Excerpts from a pointing dataset

BEGIN

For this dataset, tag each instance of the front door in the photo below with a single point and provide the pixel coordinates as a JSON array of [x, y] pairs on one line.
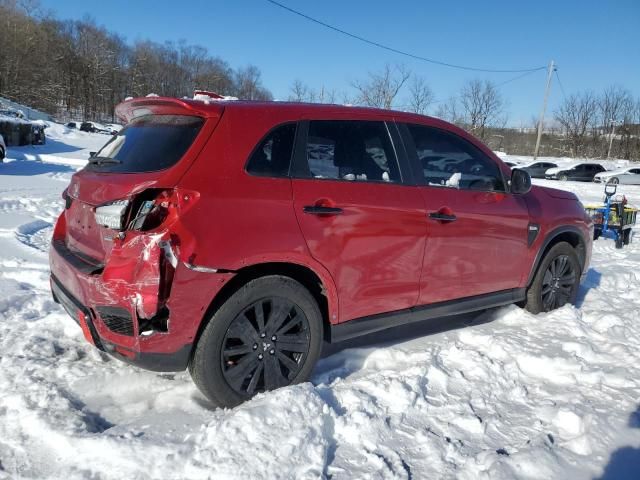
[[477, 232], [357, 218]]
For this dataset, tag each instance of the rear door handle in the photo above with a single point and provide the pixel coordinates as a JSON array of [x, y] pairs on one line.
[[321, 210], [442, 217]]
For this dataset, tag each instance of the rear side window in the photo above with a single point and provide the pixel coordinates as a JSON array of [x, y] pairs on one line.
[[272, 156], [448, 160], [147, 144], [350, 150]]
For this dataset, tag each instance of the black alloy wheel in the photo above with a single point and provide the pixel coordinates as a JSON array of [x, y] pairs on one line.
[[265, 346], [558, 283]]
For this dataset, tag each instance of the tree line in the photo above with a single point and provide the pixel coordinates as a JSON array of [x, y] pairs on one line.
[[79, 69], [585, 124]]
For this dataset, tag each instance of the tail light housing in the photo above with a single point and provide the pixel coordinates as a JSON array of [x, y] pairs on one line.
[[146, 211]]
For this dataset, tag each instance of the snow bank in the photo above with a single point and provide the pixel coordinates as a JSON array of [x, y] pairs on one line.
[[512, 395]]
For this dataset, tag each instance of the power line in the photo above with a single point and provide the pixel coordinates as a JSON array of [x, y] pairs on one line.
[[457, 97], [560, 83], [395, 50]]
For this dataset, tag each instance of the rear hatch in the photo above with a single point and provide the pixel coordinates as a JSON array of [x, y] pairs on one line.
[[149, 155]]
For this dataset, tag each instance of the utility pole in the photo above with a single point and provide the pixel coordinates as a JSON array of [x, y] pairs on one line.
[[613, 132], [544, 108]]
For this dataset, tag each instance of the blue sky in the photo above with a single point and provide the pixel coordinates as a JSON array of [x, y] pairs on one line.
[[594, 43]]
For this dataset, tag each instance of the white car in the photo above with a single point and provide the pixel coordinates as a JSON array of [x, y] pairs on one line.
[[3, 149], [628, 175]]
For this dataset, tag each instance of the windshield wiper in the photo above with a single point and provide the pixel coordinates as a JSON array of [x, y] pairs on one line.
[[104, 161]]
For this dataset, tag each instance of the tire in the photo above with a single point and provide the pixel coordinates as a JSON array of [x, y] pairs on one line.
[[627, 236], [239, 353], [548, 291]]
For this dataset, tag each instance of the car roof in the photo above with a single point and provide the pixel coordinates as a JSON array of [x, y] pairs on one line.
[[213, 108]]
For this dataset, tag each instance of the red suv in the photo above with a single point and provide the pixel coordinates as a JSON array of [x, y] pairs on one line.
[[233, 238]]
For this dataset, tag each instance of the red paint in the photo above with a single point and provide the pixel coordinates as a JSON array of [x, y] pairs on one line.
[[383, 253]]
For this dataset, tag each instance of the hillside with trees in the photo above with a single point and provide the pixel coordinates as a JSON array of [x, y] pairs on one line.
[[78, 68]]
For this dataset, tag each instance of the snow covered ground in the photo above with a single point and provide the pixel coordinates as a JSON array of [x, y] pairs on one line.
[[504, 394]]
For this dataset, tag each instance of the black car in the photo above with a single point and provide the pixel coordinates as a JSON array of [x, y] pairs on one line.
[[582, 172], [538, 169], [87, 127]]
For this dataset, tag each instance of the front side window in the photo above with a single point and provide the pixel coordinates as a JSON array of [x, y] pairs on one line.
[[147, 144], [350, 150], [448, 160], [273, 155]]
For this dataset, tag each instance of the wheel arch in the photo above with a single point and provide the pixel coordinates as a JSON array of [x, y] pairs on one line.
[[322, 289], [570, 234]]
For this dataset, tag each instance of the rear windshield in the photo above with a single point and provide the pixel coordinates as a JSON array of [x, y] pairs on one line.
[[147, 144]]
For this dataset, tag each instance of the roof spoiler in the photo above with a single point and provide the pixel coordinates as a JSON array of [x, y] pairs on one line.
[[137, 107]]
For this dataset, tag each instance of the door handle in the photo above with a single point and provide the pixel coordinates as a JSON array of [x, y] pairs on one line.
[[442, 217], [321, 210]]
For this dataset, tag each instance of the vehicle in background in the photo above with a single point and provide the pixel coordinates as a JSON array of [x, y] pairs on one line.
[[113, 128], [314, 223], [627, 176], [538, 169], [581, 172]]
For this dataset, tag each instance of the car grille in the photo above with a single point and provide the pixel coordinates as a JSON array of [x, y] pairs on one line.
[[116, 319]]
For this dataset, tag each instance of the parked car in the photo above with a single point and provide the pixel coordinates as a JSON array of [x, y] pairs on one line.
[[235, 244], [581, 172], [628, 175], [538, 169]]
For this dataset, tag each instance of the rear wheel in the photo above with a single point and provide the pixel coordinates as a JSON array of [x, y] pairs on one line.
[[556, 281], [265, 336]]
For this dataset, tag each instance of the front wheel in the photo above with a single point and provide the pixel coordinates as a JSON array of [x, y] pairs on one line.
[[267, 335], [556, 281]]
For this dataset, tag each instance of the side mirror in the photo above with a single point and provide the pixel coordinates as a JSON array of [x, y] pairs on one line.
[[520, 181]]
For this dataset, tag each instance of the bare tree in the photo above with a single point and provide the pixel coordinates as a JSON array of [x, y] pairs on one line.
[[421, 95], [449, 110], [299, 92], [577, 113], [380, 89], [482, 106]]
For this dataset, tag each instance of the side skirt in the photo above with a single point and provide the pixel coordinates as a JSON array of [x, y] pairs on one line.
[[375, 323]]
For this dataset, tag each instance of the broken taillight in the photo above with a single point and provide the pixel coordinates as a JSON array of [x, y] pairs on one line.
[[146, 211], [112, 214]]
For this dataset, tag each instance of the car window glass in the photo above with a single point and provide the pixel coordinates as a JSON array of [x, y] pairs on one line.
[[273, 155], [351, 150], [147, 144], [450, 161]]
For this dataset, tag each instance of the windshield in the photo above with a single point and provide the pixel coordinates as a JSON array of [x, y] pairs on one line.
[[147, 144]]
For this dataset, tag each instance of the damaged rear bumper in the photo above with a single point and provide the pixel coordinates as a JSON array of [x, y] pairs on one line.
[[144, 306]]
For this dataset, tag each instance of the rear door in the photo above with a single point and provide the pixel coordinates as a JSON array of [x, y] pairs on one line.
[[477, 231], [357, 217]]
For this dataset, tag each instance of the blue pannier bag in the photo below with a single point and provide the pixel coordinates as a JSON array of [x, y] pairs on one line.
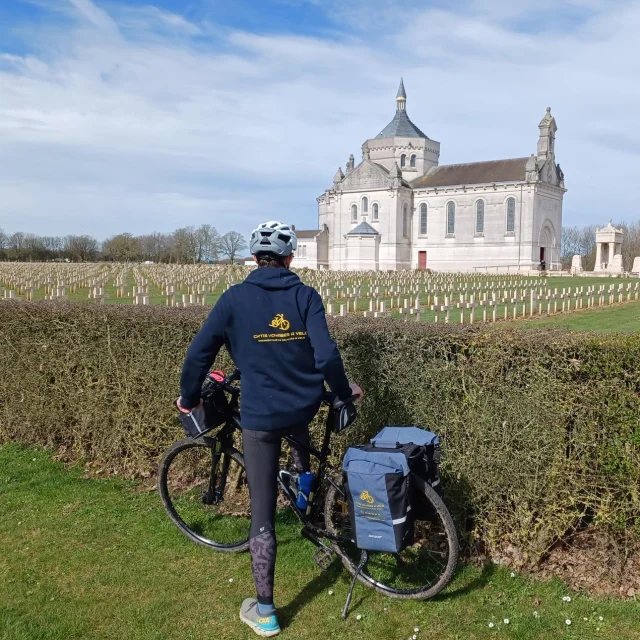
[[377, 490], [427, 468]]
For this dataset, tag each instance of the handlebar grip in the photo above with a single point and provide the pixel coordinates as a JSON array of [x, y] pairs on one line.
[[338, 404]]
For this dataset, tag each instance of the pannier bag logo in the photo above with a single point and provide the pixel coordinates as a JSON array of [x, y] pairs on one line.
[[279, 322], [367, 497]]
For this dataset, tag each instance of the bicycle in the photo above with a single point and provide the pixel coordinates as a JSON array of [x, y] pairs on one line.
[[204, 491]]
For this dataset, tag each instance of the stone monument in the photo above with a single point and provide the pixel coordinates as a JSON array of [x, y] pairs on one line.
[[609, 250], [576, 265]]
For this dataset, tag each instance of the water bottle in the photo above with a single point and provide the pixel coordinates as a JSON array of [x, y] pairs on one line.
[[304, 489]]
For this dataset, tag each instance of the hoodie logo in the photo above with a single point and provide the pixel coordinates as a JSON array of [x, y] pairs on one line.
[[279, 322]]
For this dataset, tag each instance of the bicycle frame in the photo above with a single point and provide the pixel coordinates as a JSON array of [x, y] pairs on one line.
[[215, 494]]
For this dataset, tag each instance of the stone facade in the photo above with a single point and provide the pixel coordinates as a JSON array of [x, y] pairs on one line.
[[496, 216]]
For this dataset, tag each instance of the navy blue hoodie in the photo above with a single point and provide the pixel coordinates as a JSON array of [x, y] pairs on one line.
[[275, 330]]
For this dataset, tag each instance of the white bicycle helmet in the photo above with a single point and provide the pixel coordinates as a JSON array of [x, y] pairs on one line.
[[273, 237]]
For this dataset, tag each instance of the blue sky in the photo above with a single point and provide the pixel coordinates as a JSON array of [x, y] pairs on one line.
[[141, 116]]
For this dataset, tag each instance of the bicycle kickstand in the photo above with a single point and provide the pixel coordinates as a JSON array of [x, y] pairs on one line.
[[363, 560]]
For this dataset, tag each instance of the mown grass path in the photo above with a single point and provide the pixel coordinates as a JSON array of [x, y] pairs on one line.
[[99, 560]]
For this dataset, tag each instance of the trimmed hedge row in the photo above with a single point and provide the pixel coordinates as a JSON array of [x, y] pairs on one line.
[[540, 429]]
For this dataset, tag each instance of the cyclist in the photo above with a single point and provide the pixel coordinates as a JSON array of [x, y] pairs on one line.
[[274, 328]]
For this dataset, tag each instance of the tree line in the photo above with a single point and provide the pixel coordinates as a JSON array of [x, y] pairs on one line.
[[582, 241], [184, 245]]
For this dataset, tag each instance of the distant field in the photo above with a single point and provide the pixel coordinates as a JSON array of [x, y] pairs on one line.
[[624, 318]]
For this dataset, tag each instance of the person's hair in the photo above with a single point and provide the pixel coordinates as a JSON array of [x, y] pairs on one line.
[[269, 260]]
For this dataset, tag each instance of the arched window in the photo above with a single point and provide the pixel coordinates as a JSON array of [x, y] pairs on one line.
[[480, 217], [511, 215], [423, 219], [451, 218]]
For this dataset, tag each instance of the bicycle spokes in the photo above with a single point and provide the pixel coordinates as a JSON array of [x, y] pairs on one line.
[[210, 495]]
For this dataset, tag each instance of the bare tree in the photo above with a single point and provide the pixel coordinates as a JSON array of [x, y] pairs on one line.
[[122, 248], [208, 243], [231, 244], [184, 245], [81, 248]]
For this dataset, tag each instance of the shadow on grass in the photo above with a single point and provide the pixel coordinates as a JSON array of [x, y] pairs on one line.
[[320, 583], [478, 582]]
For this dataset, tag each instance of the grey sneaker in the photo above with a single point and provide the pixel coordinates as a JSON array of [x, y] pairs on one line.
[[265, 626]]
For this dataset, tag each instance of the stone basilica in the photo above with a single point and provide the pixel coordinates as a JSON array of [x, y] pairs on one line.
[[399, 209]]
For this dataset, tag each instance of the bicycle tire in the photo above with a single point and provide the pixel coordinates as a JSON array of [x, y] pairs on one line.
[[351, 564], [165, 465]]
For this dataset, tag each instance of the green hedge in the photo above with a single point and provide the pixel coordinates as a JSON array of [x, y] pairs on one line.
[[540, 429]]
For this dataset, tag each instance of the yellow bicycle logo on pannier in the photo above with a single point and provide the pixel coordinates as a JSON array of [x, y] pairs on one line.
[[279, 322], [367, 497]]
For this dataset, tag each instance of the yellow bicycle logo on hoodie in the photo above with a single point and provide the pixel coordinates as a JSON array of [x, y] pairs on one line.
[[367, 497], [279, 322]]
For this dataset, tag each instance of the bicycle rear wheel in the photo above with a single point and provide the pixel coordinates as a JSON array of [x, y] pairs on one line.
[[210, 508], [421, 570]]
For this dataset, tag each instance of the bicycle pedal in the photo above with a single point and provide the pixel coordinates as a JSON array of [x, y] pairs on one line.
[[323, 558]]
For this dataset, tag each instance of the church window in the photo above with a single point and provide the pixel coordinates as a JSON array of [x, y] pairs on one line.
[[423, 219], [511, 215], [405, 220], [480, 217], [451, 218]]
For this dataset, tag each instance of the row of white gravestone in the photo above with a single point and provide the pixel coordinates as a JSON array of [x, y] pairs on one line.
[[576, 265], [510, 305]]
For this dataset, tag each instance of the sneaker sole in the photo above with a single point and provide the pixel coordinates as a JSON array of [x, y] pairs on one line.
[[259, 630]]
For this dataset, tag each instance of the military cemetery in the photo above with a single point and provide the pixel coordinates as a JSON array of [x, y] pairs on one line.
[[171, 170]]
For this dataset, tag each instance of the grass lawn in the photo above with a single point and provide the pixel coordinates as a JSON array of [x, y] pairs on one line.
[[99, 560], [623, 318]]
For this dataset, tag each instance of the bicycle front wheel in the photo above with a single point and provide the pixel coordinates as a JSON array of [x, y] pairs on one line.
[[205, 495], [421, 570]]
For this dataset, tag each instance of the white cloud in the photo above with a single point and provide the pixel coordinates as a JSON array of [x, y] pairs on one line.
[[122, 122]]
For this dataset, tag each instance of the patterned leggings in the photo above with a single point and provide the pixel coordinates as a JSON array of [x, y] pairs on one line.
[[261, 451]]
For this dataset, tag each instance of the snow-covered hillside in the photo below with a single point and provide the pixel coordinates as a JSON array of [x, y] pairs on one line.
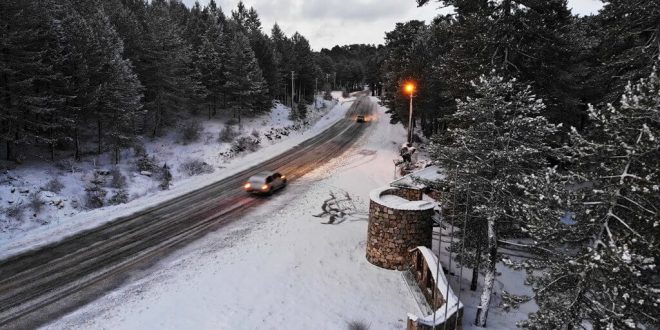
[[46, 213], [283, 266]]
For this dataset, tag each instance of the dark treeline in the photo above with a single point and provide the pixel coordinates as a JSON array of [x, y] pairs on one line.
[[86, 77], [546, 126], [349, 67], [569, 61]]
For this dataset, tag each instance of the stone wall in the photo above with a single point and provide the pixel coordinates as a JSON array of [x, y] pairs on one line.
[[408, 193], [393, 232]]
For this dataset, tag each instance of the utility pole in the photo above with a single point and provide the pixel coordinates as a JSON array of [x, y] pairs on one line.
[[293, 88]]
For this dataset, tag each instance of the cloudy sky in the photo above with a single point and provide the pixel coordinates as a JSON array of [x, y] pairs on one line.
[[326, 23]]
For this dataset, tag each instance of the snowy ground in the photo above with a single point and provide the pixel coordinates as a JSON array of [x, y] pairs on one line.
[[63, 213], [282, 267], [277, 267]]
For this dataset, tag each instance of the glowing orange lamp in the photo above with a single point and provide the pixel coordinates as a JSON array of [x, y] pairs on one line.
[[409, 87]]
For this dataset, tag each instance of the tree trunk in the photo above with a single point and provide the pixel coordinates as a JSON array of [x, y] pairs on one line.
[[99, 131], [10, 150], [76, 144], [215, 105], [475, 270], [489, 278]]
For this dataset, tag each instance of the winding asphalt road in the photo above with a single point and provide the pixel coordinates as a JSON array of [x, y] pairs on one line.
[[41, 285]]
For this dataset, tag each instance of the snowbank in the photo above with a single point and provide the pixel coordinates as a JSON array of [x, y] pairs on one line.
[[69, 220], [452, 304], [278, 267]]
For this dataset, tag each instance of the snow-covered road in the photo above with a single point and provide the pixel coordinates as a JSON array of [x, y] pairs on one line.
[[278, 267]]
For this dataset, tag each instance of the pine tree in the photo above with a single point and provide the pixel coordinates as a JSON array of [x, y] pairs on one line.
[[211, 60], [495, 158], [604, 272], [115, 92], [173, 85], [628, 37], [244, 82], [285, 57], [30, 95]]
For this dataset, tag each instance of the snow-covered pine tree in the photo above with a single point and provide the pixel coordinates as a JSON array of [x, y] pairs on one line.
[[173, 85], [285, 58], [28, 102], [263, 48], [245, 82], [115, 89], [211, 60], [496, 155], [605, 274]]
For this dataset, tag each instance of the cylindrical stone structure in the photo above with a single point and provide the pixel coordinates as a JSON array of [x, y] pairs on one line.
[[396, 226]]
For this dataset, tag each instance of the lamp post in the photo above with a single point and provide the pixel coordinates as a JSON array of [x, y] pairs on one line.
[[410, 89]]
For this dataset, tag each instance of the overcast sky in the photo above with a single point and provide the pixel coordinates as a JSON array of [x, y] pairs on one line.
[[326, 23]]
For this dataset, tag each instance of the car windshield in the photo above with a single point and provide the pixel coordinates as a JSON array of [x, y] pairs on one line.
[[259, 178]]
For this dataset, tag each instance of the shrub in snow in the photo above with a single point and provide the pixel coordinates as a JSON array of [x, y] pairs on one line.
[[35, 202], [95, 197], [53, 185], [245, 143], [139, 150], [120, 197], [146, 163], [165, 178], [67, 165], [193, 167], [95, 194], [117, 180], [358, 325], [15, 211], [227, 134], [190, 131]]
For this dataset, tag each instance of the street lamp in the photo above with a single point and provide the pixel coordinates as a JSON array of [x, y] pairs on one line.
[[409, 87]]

END

# PROBLEM DETAILS:
Rewrite the records from the start through the line with "[[321, 210], [442, 217]]", keeping every line of wording along with the answers, and multiply each coordinate in the answers by 2.1, rounding to whole numbers with halves going up. Leave the pictures out.

# IN RESPONSE:
For this dataset, tag each instance of the front door in the photo below with a single point and provide the pixel coordinates as a JSON array of [x, y] pairs on one line.
[[1002, 487], [750, 458]]
For this dataset, tag each instance of the rear door handle in the photo above with a single point and provide the pixel coordinates as a JSON array of [x, y] pairs on one line.
[[674, 441], [928, 456]]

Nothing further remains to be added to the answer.